• [GOAL OF THE EXERCISE]: Where the line containing "det: woman's face" appears in the records below, begin there and write out each line exactly until the last one, and nothing more.

[Phrase grounding data]
--- START ---
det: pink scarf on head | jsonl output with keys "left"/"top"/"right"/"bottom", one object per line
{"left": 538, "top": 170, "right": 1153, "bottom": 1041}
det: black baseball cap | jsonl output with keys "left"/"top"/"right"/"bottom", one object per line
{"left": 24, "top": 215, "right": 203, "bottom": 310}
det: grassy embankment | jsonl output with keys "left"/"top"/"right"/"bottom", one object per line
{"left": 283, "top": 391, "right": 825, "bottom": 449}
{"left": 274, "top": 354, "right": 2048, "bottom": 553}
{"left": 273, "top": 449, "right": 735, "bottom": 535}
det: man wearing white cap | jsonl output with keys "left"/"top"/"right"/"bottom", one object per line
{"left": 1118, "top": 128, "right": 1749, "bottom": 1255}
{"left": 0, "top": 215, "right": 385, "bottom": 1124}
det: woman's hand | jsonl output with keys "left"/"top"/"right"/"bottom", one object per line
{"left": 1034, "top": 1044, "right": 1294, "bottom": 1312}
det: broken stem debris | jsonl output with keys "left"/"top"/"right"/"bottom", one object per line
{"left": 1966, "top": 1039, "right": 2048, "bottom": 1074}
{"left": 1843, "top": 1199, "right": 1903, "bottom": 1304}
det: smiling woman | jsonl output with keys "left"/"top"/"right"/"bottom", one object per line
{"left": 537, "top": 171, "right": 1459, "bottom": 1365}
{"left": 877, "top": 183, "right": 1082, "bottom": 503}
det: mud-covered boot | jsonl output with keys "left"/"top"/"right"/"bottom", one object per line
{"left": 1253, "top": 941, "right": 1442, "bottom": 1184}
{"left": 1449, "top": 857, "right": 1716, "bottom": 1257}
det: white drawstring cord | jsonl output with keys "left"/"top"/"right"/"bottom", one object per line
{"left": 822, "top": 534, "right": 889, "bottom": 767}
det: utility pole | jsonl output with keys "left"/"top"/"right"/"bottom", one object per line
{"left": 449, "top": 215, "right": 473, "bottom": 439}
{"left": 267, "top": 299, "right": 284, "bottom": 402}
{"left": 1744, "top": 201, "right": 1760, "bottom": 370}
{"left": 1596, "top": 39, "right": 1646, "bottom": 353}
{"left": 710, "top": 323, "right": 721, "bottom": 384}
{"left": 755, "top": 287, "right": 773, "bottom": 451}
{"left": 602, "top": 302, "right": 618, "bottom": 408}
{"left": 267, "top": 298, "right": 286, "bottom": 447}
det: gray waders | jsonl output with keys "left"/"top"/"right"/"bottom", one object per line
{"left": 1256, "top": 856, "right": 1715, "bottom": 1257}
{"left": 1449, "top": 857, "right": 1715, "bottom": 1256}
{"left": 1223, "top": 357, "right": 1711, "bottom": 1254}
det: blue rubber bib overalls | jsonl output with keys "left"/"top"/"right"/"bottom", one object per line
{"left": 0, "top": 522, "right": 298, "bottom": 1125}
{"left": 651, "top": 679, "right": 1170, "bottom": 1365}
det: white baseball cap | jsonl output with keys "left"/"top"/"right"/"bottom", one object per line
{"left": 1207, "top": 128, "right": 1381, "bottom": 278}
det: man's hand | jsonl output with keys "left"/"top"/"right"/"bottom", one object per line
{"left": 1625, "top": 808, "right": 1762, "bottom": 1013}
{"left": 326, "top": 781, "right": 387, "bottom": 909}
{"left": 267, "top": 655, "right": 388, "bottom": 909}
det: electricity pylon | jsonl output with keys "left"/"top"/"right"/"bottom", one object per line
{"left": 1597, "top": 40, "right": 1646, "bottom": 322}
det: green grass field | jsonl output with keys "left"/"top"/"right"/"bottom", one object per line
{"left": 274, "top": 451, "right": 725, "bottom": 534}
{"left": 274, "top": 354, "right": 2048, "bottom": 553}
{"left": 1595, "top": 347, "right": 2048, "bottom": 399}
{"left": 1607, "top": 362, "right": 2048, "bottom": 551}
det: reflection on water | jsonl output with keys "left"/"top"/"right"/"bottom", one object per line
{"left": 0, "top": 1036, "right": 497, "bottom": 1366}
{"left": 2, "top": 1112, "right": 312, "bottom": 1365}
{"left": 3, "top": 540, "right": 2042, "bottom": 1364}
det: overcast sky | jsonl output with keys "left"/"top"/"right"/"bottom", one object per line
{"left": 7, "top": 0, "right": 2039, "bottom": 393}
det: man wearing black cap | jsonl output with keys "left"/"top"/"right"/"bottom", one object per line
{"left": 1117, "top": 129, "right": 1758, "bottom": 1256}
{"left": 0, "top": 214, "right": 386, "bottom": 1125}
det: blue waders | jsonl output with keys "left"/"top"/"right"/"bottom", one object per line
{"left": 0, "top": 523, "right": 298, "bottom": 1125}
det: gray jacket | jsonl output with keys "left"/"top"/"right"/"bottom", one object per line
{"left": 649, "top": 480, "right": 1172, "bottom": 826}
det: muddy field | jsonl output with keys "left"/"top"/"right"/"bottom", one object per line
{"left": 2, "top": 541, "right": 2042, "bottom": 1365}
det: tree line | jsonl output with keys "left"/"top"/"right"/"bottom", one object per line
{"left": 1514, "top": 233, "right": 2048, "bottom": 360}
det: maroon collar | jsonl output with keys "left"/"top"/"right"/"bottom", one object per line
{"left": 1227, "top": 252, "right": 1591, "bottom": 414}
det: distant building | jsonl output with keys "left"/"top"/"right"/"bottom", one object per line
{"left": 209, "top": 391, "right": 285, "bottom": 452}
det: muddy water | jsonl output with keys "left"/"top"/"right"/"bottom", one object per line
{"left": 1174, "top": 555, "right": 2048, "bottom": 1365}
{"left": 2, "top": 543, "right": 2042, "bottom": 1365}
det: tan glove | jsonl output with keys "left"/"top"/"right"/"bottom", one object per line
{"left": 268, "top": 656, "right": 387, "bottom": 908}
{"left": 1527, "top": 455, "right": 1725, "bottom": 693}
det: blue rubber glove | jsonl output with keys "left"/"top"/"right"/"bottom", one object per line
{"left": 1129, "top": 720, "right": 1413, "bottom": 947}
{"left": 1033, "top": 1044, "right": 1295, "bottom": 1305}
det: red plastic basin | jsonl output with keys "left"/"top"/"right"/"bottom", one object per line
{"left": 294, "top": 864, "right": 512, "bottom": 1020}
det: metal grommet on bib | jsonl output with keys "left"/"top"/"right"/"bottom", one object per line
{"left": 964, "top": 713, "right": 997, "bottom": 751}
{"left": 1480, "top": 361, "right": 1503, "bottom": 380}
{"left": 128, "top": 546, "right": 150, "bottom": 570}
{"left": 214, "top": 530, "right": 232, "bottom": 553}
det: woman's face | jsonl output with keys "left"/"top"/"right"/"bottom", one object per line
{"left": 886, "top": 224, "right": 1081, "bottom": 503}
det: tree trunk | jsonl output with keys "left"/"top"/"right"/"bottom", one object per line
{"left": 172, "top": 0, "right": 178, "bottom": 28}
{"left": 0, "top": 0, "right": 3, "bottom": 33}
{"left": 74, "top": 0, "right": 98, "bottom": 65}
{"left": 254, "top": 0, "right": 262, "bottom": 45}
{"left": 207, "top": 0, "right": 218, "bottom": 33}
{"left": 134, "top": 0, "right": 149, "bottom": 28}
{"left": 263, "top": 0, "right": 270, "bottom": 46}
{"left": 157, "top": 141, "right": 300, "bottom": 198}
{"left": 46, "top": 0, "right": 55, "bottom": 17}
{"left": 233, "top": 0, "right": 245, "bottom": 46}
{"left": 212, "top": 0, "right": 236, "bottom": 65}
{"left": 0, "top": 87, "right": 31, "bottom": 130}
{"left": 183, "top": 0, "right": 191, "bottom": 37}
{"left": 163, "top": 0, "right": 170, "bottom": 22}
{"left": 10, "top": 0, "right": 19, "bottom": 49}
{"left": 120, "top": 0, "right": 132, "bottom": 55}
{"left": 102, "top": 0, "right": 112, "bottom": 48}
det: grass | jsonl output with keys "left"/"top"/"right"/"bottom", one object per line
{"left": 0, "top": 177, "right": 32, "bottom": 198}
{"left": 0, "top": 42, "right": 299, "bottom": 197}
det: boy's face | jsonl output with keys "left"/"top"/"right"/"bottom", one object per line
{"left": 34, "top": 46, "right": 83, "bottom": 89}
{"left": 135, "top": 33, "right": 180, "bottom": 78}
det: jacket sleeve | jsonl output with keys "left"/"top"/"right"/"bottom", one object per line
--- END ---
• [ANSWER TO THE PROBLEM]:
det: woman's face | jsonl output with keys "left"/"top"/"right"/"bottom", one object per line
{"left": 886, "top": 224, "right": 1081, "bottom": 503}
det: tree trunk | jsonl output with keys "left"/"top"/"right"/"bottom", one object per line
{"left": 172, "top": 0, "right": 178, "bottom": 28}
{"left": 0, "top": 0, "right": 3, "bottom": 33}
{"left": 74, "top": 0, "right": 98, "bottom": 65}
{"left": 254, "top": 0, "right": 262, "bottom": 45}
{"left": 207, "top": 0, "right": 218, "bottom": 33}
{"left": 134, "top": 0, "right": 149, "bottom": 28}
{"left": 263, "top": 0, "right": 270, "bottom": 46}
{"left": 157, "top": 141, "right": 300, "bottom": 198}
{"left": 46, "top": 0, "right": 55, "bottom": 17}
{"left": 233, "top": 0, "right": 245, "bottom": 46}
{"left": 212, "top": 0, "right": 236, "bottom": 65}
{"left": 0, "top": 87, "right": 31, "bottom": 130}
{"left": 183, "top": 0, "right": 191, "bottom": 37}
{"left": 163, "top": 0, "right": 170, "bottom": 22}
{"left": 10, "top": 0, "right": 19, "bottom": 49}
{"left": 120, "top": 0, "right": 132, "bottom": 55}
{"left": 102, "top": 0, "right": 112, "bottom": 48}
det: grass | jsonl output with keys "left"/"top"/"right"/"bottom", one object per line
{"left": 0, "top": 177, "right": 32, "bottom": 198}
{"left": 0, "top": 42, "right": 299, "bottom": 197}
det: boy's face | jsonl output with keys "left"/"top"/"right"/"bottom", one object per line
{"left": 34, "top": 46, "right": 83, "bottom": 89}
{"left": 135, "top": 33, "right": 180, "bottom": 78}
det: jacket sleeve | jsonl output with keys "left"/"top"/"right"/"bottom", one object per line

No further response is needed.